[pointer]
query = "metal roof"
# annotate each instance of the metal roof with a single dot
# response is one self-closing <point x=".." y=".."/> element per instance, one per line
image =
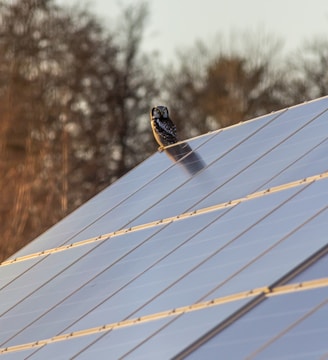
<point x="217" y="253"/>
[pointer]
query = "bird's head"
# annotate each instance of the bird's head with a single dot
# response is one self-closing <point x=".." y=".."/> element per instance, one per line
<point x="159" y="112"/>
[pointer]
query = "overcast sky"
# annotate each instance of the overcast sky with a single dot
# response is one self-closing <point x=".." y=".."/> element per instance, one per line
<point x="176" y="24"/>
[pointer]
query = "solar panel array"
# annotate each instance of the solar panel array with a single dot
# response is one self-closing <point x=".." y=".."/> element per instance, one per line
<point x="221" y="253"/>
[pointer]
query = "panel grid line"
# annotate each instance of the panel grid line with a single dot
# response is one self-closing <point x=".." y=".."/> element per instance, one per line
<point x="220" y="206"/>
<point x="262" y="291"/>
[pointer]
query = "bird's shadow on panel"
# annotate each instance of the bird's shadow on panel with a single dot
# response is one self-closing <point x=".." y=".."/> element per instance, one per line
<point x="186" y="157"/>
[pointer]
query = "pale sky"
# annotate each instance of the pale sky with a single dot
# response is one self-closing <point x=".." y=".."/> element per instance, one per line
<point x="177" y="24"/>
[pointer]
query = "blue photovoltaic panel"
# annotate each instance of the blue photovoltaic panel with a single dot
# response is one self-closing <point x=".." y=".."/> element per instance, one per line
<point x="318" y="270"/>
<point x="167" y="340"/>
<point x="193" y="258"/>
<point x="275" y="324"/>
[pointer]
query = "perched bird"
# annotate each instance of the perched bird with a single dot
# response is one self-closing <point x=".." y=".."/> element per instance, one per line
<point x="163" y="127"/>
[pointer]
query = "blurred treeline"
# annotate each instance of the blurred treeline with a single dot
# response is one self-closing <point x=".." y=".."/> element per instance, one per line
<point x="75" y="94"/>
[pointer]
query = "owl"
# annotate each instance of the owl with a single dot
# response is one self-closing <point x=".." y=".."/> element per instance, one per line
<point x="163" y="127"/>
· · · · ·
What to produce: Drop the images and repeat the data exactly.

Expected answer:
[pointer]
query = "metal roof"
# annotate each instance of the metal roof with a single dot
# response is one self-closing <point x=".." y=".."/> element per instance, one per line
image =
<point x="217" y="253"/>
[pointer]
query = "bird's head"
# annotate each instance of the bird's head with a single dot
# response is one self-closing <point x=".." y=".."/> element per instance, one per line
<point x="159" y="112"/>
[pointer]
query = "overcast sky"
# annotate each instance of the overcast sky with a single dot
# response is one self-closing <point x=".." y=".."/> element per instance, one per line
<point x="176" y="24"/>
[pointer]
query = "solar panel array"
# annotate each instance of the solar panel array with a single dot
# response is one self-closing <point x=".." y=".."/> element per instance, one per line
<point x="221" y="253"/>
[pointer]
query = "panel grid line"
# annotate each instance of the panel grid line with a single dot
# response is one self-closing <point x=".." y=".."/> element per instance, one per line
<point x="220" y="206"/>
<point x="262" y="291"/>
[pointer]
query = "bird's shadow on panel"
# annotate each instance of the bird's shadow on panel with a single dot
# response is one self-closing <point x=".." y=".."/> element per instance, one per line
<point x="186" y="157"/>
[pointer]
query = "pale sky"
# annotate each instance of the pale sky with a single dot
# response is one self-closing <point x=".." y=".."/> element per instance, one per line
<point x="177" y="24"/>
[pointer]
query = "blue photovoltaic panel"
# annotate each instance of the blue photovoltaic panel with a single dot
# response is one self-closing <point x=".." y=".."/> element per instance, one per line
<point x="318" y="270"/>
<point x="167" y="340"/>
<point x="193" y="258"/>
<point x="275" y="324"/>
[pointer]
query = "perched bird"
# annotate each instance of the perched bird with a single dot
# response is one self-closing <point x=".." y=".."/> element per instance, one per line
<point x="163" y="127"/>
[pointer]
query = "blurred treeline"
# annotate each instance of the blurred treeline with a single dot
# response is one self-closing <point x=".." y=".."/> element per instance, one per line
<point x="75" y="94"/>
[pointer]
query = "owl"
# annotate each instance of the owl with a single dot
# response is one self-closing <point x=".." y=".."/> element per instance, one per line
<point x="163" y="127"/>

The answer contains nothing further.